■ Exercise requirements
Look in the data below for the line that contains "Task: set a dot on every instance of the utility". Copy that line and the remaining lines exactly.

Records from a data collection

-- START --

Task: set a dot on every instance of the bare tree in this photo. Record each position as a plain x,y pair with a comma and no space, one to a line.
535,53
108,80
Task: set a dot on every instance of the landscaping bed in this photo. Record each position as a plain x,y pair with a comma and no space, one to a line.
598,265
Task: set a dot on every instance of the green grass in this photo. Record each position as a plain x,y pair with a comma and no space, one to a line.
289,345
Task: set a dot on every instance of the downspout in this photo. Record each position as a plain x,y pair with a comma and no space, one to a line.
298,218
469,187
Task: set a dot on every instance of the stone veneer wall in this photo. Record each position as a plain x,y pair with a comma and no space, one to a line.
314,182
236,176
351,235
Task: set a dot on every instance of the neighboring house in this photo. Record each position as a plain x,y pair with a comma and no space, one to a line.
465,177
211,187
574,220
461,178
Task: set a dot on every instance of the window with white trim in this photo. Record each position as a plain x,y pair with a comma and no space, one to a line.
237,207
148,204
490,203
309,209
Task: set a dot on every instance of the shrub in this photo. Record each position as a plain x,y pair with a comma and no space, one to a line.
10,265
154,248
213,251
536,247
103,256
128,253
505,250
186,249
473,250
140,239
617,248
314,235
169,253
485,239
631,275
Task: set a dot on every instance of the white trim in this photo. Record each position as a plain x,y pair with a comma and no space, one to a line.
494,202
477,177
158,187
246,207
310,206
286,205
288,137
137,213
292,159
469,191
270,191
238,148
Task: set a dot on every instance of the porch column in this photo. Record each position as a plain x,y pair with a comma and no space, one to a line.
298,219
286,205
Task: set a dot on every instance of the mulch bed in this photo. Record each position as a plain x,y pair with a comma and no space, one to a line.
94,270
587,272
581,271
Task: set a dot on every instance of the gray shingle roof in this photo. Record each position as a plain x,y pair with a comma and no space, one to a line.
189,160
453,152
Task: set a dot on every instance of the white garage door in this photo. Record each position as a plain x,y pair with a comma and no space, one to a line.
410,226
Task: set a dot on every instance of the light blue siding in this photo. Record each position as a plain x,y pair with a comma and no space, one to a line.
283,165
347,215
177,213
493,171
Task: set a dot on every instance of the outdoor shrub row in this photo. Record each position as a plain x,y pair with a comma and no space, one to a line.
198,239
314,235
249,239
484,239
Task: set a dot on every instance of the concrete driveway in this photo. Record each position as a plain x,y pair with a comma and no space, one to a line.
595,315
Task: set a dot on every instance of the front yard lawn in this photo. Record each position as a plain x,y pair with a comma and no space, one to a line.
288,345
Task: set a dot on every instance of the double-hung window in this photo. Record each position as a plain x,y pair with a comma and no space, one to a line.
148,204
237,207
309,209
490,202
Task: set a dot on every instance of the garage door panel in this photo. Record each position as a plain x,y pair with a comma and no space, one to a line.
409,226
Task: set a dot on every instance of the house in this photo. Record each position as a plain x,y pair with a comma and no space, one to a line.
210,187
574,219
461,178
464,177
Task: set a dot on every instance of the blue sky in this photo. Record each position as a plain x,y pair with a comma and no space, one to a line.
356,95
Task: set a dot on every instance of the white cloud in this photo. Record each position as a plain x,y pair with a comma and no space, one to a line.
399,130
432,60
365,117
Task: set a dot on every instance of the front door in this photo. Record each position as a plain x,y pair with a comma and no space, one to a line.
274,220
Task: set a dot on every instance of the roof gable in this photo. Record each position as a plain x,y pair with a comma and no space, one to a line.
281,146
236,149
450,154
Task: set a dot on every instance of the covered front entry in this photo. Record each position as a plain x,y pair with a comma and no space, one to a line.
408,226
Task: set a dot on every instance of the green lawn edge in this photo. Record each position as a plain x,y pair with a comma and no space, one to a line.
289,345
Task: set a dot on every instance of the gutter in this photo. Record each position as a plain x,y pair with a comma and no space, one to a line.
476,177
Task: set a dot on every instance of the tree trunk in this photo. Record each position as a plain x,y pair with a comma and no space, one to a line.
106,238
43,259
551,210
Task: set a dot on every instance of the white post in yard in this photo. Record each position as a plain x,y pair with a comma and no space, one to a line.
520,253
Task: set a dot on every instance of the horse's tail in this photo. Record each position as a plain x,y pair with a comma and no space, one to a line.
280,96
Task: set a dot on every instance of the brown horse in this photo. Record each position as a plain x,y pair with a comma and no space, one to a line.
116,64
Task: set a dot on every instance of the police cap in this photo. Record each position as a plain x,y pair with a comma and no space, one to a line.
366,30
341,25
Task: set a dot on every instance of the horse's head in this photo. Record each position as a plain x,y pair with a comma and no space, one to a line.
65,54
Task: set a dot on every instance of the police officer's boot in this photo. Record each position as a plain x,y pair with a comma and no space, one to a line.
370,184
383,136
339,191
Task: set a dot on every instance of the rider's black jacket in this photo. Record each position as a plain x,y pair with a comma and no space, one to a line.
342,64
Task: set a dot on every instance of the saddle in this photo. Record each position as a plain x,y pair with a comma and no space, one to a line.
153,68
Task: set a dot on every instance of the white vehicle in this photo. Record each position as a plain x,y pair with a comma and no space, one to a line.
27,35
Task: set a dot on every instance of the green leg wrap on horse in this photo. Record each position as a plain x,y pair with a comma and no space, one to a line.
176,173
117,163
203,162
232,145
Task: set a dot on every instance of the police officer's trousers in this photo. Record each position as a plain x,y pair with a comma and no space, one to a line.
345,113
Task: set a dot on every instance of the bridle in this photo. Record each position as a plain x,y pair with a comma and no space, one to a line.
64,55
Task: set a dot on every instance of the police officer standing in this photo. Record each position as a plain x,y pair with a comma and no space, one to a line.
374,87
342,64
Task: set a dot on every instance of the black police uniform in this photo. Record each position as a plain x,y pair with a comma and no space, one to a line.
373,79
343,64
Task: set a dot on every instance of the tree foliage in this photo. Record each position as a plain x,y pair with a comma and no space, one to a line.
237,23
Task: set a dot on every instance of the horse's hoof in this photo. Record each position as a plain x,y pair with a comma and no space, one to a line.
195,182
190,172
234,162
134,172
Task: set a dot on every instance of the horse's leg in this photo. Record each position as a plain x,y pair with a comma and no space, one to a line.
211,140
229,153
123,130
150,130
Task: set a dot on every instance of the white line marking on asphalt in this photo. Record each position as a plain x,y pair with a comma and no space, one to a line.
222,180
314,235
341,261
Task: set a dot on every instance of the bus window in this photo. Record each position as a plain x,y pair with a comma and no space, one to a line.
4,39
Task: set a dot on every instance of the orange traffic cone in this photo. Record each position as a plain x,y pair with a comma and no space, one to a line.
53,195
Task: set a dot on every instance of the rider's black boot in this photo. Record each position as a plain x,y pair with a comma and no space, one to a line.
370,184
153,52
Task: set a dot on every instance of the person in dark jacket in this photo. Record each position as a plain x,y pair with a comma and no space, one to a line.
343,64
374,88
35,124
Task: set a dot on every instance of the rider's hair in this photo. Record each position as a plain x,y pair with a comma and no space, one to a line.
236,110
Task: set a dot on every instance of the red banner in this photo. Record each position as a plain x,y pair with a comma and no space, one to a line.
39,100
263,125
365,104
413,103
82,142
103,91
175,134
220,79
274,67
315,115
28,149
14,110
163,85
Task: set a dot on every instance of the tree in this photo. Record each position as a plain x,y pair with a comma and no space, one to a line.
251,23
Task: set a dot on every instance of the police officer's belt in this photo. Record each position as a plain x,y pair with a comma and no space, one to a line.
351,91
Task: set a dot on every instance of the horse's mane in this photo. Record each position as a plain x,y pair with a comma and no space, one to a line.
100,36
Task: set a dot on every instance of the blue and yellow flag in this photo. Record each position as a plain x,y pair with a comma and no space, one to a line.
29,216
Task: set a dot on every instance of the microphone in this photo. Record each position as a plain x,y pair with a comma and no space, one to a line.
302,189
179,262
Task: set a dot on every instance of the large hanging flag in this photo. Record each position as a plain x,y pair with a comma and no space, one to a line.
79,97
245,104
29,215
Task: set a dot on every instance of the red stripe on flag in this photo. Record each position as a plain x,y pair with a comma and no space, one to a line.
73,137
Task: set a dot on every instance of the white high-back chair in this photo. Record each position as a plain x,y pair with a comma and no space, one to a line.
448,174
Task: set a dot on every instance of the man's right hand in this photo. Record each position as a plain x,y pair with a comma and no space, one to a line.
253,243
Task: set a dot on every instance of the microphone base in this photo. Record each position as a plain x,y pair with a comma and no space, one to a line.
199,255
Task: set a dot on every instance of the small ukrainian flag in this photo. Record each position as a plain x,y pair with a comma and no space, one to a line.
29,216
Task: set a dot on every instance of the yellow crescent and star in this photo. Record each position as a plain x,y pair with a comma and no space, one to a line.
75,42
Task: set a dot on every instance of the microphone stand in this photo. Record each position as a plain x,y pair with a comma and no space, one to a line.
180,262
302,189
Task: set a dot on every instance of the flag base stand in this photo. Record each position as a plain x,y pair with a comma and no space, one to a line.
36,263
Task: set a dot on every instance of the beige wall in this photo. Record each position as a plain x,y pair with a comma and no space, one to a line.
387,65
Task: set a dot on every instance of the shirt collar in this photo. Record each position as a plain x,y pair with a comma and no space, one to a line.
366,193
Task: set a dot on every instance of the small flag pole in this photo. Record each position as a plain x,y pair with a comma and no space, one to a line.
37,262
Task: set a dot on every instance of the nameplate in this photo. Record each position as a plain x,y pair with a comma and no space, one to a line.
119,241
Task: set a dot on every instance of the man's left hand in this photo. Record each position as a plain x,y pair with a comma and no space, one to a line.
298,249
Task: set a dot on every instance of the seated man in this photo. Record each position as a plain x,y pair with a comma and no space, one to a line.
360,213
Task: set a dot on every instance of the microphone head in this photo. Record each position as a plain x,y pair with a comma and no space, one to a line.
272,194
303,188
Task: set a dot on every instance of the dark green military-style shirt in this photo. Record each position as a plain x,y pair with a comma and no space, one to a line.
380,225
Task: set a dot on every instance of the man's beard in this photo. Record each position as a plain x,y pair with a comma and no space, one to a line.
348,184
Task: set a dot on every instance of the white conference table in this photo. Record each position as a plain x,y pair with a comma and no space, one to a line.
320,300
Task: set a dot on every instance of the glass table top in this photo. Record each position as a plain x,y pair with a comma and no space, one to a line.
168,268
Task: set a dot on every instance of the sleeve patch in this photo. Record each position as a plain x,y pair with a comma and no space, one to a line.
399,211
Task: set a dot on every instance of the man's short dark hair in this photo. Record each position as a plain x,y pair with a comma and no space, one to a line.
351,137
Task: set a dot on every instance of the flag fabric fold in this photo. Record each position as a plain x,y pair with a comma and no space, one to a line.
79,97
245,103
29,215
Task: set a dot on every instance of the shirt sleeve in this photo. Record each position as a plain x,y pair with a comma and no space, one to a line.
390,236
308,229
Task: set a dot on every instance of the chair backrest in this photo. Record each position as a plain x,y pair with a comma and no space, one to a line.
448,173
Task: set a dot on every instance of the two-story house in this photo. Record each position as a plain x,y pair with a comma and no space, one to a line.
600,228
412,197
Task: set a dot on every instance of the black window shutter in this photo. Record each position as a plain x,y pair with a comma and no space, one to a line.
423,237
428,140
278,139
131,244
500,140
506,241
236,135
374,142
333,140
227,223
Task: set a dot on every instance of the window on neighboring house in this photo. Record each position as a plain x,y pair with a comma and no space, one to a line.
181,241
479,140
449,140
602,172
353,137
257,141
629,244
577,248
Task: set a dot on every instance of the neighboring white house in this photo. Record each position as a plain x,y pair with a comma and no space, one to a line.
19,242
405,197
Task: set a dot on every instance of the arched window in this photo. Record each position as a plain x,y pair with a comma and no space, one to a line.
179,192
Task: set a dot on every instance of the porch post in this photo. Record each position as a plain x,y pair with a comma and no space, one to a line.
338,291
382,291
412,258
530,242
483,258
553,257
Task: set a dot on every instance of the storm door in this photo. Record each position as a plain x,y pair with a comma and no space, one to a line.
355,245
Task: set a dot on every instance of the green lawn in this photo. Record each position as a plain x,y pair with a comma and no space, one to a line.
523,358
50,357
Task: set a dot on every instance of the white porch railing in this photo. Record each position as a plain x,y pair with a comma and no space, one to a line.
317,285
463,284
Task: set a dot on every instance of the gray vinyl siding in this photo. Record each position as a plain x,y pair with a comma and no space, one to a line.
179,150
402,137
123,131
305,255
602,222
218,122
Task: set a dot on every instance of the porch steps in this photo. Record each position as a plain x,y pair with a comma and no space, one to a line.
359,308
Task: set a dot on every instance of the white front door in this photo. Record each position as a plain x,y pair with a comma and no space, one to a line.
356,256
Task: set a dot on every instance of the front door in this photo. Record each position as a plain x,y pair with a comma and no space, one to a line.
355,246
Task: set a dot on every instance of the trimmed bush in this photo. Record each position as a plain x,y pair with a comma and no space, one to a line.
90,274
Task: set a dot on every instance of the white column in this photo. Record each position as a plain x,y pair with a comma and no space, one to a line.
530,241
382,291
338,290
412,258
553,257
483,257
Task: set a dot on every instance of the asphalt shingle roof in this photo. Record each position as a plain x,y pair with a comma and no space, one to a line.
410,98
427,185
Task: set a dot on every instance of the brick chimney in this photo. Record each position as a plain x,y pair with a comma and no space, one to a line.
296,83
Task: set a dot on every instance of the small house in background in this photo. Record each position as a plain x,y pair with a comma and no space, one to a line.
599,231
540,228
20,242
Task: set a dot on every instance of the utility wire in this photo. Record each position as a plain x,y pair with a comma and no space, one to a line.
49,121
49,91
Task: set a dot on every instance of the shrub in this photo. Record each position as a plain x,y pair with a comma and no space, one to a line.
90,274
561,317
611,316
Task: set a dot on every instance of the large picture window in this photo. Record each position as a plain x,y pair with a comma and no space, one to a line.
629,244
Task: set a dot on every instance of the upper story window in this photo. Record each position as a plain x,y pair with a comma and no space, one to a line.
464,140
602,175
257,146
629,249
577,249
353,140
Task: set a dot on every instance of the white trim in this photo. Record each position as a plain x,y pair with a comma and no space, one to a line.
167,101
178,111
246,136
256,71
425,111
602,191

-- END --

■ Output for this task
Task: set a dot on every instance of the utility wire in this photo. Record each position as a plain x,y pair with a comma and no space, one to a line.
49,121
49,91
Task: set a dot on every instance of the shrub in this photo. Record each position as a plain x,y pair with a comma and no space, one to a line.
90,274
561,317
611,316
Task: set a dot on every instance of the large picture window in this photo. Record each position as a plain x,y pair with a comma and no space, one to a line.
629,244
Task: set a dot on every instance of the upper story window in this photo. Record each position as a plain x,y pair with a comma and no space, one to a line.
464,140
602,175
257,146
629,249
577,249
353,140
Task: set a dot on every instance of the white trim in this photo. Record each position as a plain x,y pair with a comma and no space, one to a line.
167,101
178,111
246,136
256,71
425,111
602,191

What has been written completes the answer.